* [WHAT YOU NEED TO DO]:
Without any of the pictures, print every record below exactly.

* [SOURCE DATA]:
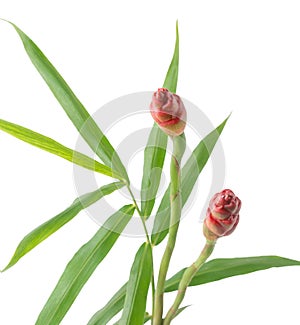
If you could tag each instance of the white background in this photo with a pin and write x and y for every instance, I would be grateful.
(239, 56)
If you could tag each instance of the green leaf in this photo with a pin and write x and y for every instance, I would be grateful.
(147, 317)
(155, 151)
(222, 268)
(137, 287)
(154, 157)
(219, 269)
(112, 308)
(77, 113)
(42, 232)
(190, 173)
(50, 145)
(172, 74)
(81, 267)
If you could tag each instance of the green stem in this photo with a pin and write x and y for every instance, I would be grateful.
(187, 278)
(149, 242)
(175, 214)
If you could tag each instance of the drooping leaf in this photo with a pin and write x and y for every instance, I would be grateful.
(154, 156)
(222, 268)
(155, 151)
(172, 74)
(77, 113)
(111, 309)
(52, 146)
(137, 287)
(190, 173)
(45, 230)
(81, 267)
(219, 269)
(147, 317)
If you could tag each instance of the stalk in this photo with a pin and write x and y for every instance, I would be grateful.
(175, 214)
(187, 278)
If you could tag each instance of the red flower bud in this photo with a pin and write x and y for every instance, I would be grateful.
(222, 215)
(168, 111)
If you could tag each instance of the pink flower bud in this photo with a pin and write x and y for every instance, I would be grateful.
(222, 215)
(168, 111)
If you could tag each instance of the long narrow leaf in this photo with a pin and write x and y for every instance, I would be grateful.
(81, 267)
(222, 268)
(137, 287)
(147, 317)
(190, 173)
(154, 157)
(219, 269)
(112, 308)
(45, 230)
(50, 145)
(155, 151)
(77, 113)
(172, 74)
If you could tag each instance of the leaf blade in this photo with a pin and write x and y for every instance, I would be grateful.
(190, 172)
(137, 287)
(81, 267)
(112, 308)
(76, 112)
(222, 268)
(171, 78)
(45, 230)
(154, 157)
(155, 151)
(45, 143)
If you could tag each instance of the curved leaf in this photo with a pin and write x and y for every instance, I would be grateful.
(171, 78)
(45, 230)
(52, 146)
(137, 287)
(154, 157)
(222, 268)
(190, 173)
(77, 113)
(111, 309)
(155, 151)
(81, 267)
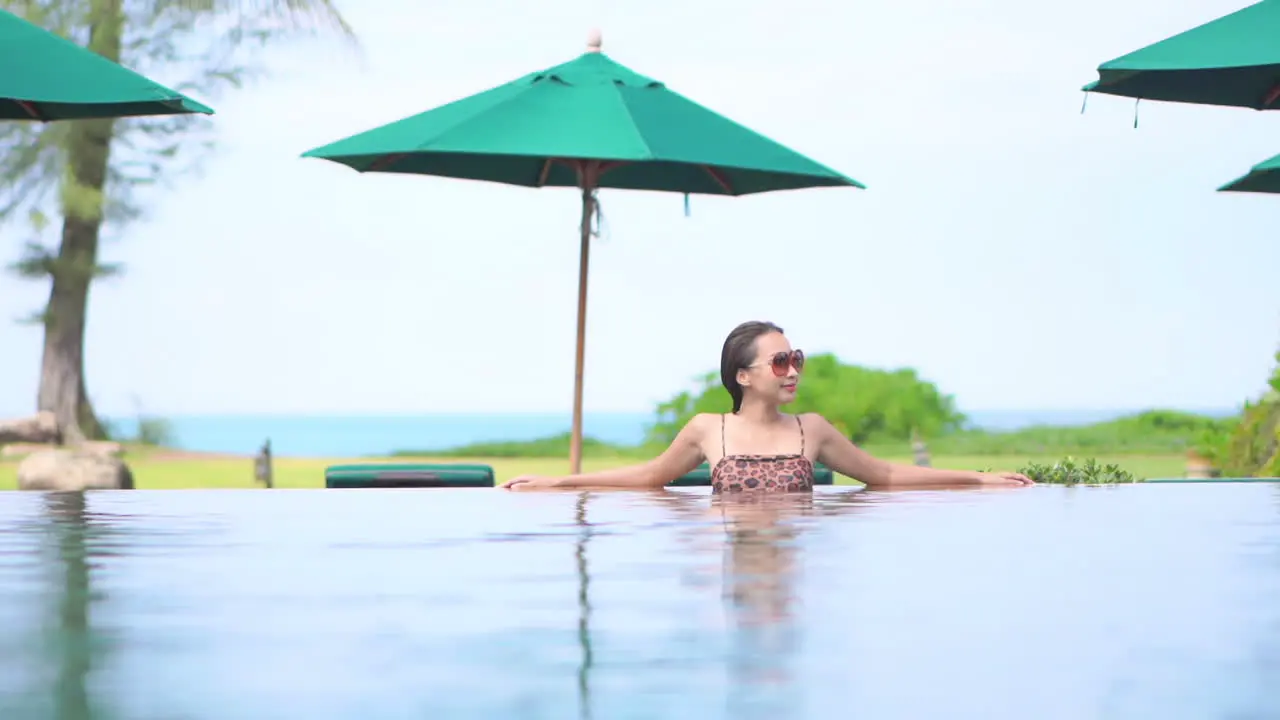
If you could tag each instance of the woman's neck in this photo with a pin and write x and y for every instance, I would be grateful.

* [YOUR RESPONSE]:
If you could tag each instance of the white background in this photo with a pin and write x and y for every instance, I would be grateful.
(239, 56)
If you could tag each instance of the green leaf in this photo with a pin and write x and y for every instance, I would be grateful.
(147, 317)
(155, 151)
(222, 268)
(137, 287)
(154, 157)
(219, 269)
(112, 308)
(77, 113)
(42, 232)
(190, 173)
(50, 145)
(172, 74)
(81, 267)
If you could tag each instance of the green stem in this photo with a pin and write x and y for every instance, I would be grateful.
(187, 278)
(149, 242)
(175, 214)
If you could tag each instance of the drooping leaf in this photo with a pin and write x and y for every instance, I would be grateful.
(154, 156)
(222, 268)
(155, 151)
(172, 74)
(77, 113)
(111, 309)
(52, 146)
(137, 287)
(190, 173)
(45, 230)
(81, 267)
(219, 269)
(147, 317)
If you could tag each instance of the stalk in this photo with a pin and write x and y for every instance, I would be grateful.
(175, 214)
(187, 278)
If you could tag each instance of the red flower bud in this photo with a pin and write x and y for every instance, I would be grateful.
(222, 215)
(168, 111)
If you could tag each instance of the pink flower bud in this photo with a pin and write x and y for every instance, I would be grateful.
(222, 215)
(168, 111)
If you could tag each instance of the long narrow leaf in this photo with a pin and write x and y for every instance, I would be grateful.
(81, 267)
(222, 268)
(137, 287)
(147, 317)
(190, 173)
(154, 157)
(219, 269)
(112, 308)
(45, 230)
(50, 145)
(155, 151)
(77, 113)
(172, 74)
If you could tag each instance of the leaf blade in this photo with a pin and write x and y for every instance, I would be grateful.
(190, 172)
(137, 287)
(81, 267)
(112, 308)
(76, 112)
(222, 268)
(171, 78)
(45, 230)
(154, 157)
(155, 151)
(45, 143)
If you could tag each instance of the curved leaf in this photo with a pin and write x and y for every instance, I would be grateful.
(171, 78)
(45, 230)
(52, 146)
(137, 287)
(154, 157)
(222, 268)
(190, 173)
(77, 113)
(111, 309)
(155, 151)
(81, 267)
If you could tag each instance of the woman's neck in this photo with a pin and write x and y for every instance, I would be grateful.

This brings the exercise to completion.